## What the task asks:
Put the lines below into a two-column CSV with the headers "prompt" and "target," starting at the line that contains "Please put a point on the camera lens" and running through the last line. Each row should pair a line's text with the coordinates that follow it, each in one quoted field with any line breaks replaced by spaces.

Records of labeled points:
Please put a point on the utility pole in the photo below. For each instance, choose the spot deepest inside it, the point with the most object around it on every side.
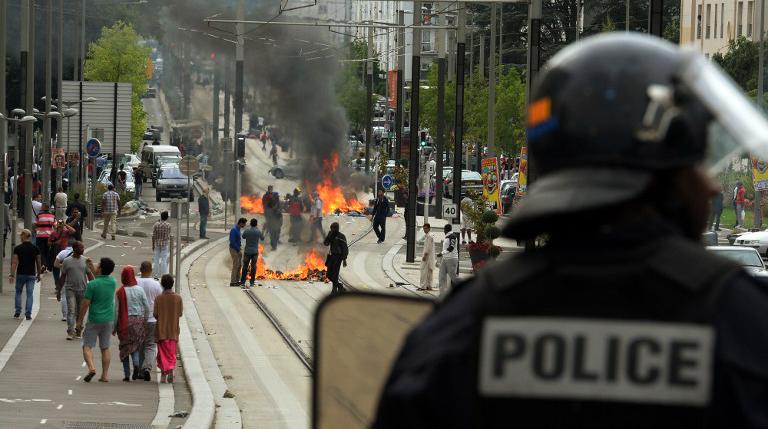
(28, 65)
(59, 80)
(413, 161)
(441, 39)
(369, 102)
(239, 55)
(491, 89)
(760, 101)
(216, 102)
(459, 122)
(400, 92)
(48, 96)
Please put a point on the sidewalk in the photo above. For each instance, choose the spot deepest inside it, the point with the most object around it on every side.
(41, 383)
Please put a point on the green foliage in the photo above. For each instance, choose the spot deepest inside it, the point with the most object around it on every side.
(118, 57)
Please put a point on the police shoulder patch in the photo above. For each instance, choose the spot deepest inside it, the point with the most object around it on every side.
(596, 359)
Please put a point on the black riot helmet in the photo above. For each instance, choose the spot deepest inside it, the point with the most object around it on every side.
(605, 115)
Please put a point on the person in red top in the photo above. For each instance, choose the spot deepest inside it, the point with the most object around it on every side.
(741, 202)
(43, 231)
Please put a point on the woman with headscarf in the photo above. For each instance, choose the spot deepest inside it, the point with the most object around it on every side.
(168, 310)
(132, 313)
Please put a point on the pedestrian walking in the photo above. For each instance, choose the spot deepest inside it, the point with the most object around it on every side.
(161, 244)
(26, 268)
(316, 217)
(76, 222)
(152, 290)
(43, 229)
(297, 221)
(168, 311)
(466, 223)
(253, 237)
(337, 255)
(379, 215)
(716, 210)
(138, 182)
(74, 278)
(427, 260)
(59, 239)
(132, 314)
(449, 260)
(77, 204)
(204, 209)
(99, 304)
(235, 250)
(109, 210)
(60, 203)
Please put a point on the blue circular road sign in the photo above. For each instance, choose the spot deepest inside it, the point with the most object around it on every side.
(93, 147)
(387, 181)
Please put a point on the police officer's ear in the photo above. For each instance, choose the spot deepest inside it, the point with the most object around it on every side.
(357, 337)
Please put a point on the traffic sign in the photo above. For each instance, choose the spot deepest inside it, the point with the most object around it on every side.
(189, 165)
(449, 210)
(93, 147)
(387, 181)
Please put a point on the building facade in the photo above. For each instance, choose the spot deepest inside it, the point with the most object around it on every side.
(709, 24)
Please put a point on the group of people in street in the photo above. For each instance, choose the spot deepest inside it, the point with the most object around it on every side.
(143, 313)
(447, 265)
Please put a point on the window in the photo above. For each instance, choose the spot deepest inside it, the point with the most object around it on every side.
(698, 22)
(739, 18)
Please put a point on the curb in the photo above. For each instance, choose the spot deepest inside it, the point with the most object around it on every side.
(204, 376)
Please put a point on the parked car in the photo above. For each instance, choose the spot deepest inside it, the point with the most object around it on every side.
(470, 181)
(171, 182)
(757, 240)
(746, 257)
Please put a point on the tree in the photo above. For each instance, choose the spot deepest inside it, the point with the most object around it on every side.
(117, 57)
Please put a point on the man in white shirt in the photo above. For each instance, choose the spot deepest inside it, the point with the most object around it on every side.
(449, 261)
(316, 218)
(152, 289)
(60, 204)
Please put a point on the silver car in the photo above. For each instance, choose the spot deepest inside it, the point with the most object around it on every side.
(171, 182)
(747, 257)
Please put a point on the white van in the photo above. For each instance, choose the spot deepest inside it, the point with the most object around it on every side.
(150, 155)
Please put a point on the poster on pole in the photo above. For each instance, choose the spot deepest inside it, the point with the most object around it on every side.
(760, 174)
(490, 173)
(522, 175)
(58, 158)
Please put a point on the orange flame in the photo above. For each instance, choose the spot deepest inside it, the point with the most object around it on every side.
(313, 268)
(331, 194)
(251, 204)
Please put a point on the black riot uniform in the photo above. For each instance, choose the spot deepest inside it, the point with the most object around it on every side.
(622, 319)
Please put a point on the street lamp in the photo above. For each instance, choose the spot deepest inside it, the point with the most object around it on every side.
(4, 149)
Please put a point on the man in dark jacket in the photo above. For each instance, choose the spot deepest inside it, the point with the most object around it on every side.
(379, 216)
(337, 255)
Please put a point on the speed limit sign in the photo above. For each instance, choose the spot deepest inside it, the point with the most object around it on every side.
(449, 211)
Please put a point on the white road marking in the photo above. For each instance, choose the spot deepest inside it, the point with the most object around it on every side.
(165, 404)
(21, 330)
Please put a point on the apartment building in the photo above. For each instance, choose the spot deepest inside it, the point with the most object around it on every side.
(709, 24)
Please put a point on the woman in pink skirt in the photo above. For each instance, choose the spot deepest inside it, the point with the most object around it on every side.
(167, 311)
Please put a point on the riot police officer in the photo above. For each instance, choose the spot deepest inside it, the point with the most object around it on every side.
(622, 319)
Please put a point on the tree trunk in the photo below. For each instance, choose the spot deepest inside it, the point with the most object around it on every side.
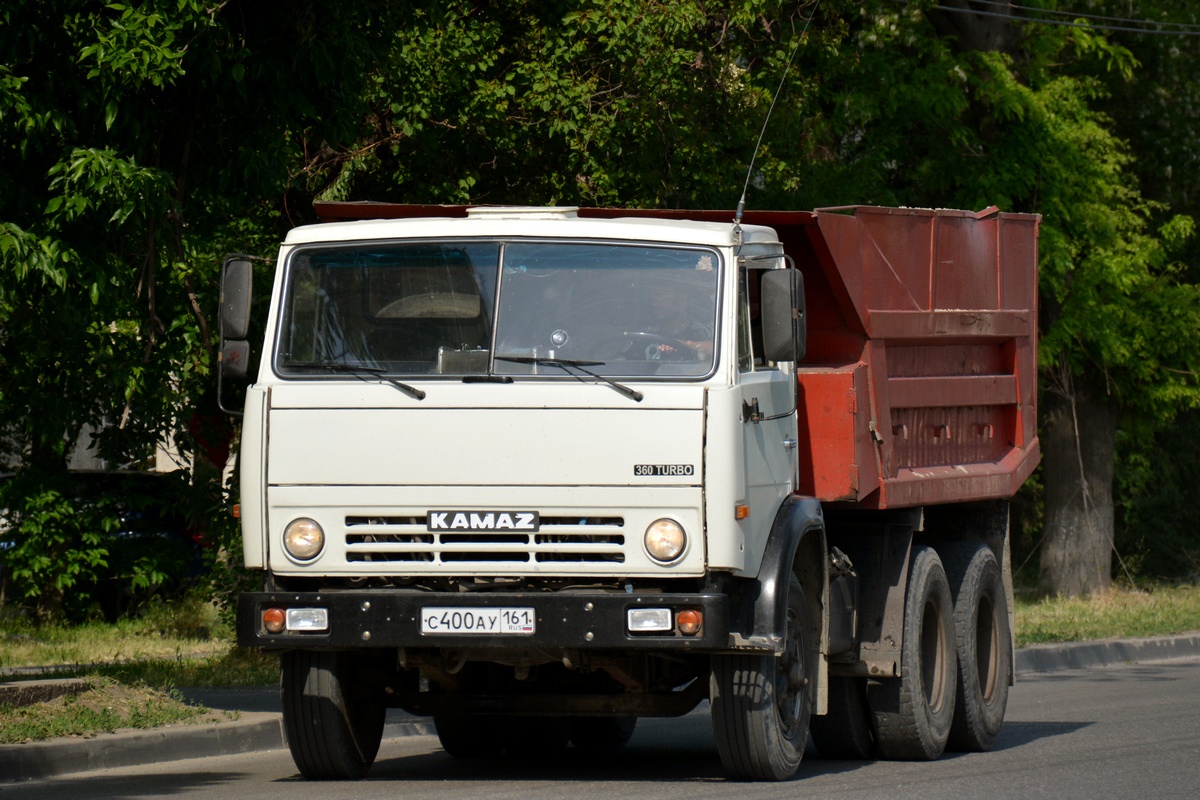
(1078, 438)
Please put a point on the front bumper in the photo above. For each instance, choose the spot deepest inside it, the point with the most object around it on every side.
(390, 618)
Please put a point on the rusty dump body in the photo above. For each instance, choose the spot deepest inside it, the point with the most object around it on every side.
(918, 386)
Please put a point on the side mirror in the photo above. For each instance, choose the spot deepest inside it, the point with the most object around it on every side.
(234, 358)
(784, 332)
(237, 280)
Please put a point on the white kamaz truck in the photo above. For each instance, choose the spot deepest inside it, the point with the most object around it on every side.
(539, 471)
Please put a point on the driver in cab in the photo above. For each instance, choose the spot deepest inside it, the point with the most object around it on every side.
(683, 335)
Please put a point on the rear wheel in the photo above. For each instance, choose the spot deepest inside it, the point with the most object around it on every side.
(984, 645)
(762, 703)
(913, 713)
(331, 715)
(845, 732)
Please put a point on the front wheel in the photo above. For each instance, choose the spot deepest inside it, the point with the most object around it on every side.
(331, 715)
(762, 703)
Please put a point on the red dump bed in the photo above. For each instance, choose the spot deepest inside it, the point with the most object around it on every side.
(919, 385)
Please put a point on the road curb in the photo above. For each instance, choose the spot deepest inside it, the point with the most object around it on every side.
(1086, 655)
(262, 731)
(251, 733)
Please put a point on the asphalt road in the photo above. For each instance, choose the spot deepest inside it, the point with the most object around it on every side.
(1119, 732)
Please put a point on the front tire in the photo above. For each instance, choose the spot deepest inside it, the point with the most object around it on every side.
(913, 713)
(984, 647)
(331, 715)
(762, 703)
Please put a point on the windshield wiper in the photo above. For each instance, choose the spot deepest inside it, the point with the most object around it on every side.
(359, 371)
(567, 365)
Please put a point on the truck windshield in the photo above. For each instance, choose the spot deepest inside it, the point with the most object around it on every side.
(505, 308)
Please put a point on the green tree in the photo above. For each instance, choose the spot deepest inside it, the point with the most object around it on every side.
(141, 140)
(947, 108)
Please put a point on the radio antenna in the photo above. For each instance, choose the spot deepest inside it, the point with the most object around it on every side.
(783, 79)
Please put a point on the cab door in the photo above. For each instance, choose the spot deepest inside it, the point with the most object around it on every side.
(768, 416)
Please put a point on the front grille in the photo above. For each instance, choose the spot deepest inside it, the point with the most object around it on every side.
(561, 540)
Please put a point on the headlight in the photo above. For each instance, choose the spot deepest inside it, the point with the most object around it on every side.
(303, 539)
(665, 540)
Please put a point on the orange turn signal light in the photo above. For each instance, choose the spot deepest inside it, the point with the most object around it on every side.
(274, 620)
(689, 621)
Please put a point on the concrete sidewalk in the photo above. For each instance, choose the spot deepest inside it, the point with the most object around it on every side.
(259, 723)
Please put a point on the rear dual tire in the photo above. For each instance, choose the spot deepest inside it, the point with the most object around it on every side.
(984, 645)
(912, 714)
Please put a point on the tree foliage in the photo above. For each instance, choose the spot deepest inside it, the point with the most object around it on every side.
(141, 142)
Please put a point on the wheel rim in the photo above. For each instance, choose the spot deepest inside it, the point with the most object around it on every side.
(933, 657)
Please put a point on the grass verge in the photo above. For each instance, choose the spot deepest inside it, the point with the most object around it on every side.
(105, 707)
(1121, 613)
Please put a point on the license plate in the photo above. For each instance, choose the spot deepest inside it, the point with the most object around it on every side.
(478, 620)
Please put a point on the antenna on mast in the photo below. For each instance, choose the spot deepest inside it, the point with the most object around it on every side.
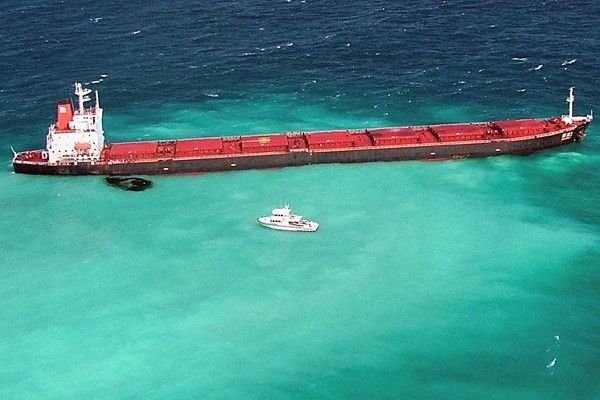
(571, 100)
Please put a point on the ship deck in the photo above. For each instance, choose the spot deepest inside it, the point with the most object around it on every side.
(326, 140)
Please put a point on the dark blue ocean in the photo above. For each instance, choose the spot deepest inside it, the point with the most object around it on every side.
(472, 279)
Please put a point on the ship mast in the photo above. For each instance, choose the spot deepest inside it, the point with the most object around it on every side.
(82, 94)
(570, 100)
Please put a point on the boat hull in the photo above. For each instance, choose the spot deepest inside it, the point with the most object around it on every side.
(234, 162)
(310, 227)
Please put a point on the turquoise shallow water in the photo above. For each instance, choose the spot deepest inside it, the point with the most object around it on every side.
(456, 280)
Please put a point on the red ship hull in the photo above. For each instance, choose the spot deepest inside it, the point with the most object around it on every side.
(441, 142)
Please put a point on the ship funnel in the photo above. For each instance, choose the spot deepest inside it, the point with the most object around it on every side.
(64, 115)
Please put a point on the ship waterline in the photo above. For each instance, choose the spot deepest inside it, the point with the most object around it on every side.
(75, 145)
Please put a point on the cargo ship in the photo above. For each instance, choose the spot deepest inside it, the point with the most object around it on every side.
(75, 145)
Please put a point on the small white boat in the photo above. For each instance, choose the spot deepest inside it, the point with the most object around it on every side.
(282, 219)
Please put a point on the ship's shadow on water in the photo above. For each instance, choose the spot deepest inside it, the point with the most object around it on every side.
(129, 183)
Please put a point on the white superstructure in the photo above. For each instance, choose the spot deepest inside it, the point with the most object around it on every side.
(77, 136)
(282, 219)
(569, 119)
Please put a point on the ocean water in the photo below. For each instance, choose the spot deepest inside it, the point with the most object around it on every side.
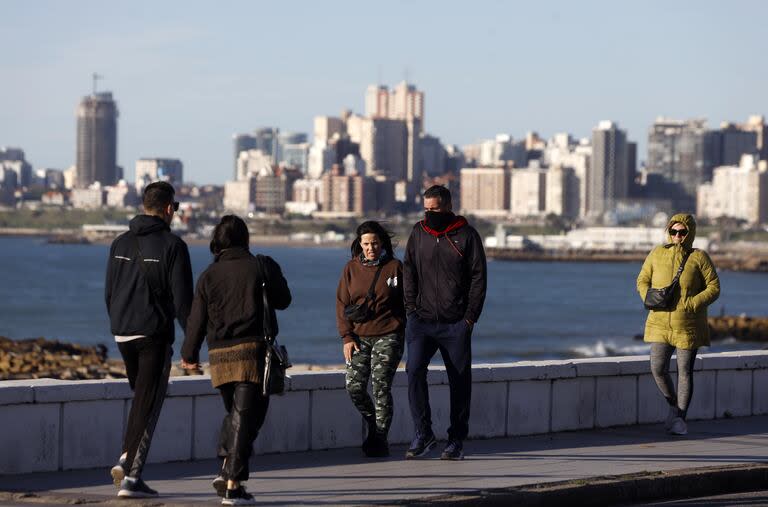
(533, 310)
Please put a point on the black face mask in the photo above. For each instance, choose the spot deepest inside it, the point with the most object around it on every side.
(438, 220)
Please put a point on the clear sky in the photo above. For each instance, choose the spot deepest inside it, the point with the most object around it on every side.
(188, 74)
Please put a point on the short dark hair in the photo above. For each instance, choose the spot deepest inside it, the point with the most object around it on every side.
(440, 192)
(372, 227)
(230, 232)
(157, 196)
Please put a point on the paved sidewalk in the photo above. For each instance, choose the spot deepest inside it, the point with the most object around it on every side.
(344, 477)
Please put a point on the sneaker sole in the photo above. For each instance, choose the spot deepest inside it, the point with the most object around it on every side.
(220, 486)
(118, 474)
(429, 447)
(238, 501)
(127, 493)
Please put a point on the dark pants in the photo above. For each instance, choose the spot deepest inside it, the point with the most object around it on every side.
(147, 364)
(454, 343)
(246, 410)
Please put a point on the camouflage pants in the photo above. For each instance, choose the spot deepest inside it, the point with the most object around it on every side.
(377, 359)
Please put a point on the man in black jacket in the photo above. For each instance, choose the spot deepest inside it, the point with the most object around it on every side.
(148, 284)
(444, 275)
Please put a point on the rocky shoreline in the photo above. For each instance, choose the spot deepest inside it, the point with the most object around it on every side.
(33, 358)
(41, 358)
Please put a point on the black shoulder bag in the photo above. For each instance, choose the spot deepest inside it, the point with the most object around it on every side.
(276, 356)
(661, 299)
(364, 311)
(155, 293)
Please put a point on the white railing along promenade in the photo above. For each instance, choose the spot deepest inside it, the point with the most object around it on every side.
(59, 425)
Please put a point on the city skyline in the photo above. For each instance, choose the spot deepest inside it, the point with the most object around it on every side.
(175, 75)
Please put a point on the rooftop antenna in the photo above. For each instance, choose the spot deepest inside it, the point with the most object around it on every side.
(96, 78)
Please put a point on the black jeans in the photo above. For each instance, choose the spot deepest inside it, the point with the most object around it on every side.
(148, 365)
(454, 343)
(246, 410)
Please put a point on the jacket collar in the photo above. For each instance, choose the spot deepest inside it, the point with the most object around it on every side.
(230, 254)
(458, 223)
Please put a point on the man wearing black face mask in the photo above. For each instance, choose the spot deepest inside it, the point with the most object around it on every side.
(444, 275)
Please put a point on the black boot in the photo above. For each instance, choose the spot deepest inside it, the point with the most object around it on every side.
(370, 440)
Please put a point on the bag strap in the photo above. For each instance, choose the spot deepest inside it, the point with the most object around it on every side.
(267, 317)
(682, 265)
(372, 290)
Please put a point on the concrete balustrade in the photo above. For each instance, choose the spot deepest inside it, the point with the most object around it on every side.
(60, 425)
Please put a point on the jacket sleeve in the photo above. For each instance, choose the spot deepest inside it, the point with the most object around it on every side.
(108, 278)
(399, 310)
(478, 277)
(410, 274)
(277, 287)
(197, 324)
(644, 278)
(712, 284)
(181, 282)
(345, 327)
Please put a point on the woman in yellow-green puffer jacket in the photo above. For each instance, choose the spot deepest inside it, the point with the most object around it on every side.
(683, 327)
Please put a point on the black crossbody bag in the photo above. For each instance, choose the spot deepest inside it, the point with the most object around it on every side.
(661, 299)
(276, 356)
(364, 311)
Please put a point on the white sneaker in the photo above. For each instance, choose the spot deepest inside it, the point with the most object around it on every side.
(678, 427)
(670, 417)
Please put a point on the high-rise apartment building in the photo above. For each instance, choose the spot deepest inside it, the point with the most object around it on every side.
(326, 127)
(433, 156)
(13, 161)
(608, 175)
(347, 195)
(377, 101)
(735, 142)
(485, 191)
(252, 162)
(265, 139)
(384, 148)
(563, 191)
(528, 192)
(403, 102)
(149, 170)
(320, 159)
(96, 140)
(285, 139)
(737, 191)
(678, 150)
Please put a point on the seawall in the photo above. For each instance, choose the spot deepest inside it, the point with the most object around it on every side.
(50, 425)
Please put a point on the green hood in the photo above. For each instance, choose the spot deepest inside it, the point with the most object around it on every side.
(690, 224)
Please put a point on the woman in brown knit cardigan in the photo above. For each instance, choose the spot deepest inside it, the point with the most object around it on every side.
(228, 309)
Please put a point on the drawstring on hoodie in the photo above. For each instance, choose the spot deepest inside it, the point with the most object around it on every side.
(458, 223)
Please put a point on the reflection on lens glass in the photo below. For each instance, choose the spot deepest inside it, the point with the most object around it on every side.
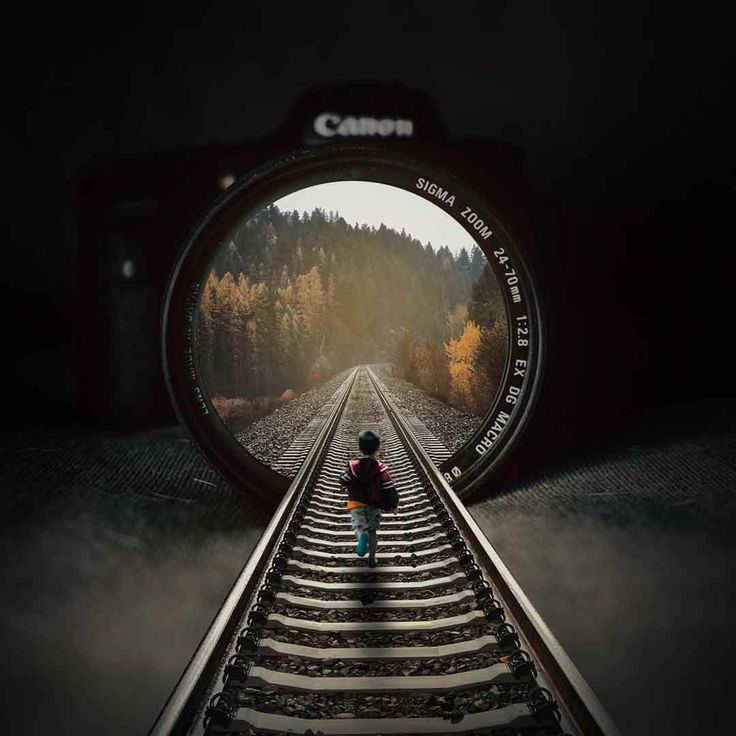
(343, 274)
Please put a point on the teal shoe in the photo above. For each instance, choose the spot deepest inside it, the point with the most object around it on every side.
(362, 547)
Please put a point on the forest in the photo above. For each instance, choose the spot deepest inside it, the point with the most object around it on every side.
(293, 298)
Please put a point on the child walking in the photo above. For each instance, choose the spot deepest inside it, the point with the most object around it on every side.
(367, 481)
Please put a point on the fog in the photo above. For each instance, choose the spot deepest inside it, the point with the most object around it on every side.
(645, 612)
(97, 623)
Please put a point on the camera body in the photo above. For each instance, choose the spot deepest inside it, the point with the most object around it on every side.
(137, 212)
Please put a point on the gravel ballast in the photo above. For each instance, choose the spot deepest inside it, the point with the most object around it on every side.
(451, 426)
(269, 437)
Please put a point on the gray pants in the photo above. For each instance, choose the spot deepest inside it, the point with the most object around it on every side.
(366, 519)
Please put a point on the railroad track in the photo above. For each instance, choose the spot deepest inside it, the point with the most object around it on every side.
(437, 639)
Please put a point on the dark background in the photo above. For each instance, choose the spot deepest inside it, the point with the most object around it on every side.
(621, 111)
(118, 547)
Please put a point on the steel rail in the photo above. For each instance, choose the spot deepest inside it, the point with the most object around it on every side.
(574, 694)
(188, 696)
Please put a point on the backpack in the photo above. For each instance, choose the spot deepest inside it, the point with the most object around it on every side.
(371, 488)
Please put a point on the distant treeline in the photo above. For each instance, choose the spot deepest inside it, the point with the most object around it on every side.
(293, 298)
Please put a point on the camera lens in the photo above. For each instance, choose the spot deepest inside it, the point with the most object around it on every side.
(338, 258)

## Result:
prompt,target
"Please put a point on the camera lens in the photo above. For each instance, choose the spot deepest inside it, the point with the most object around it on every side.","(338, 258)"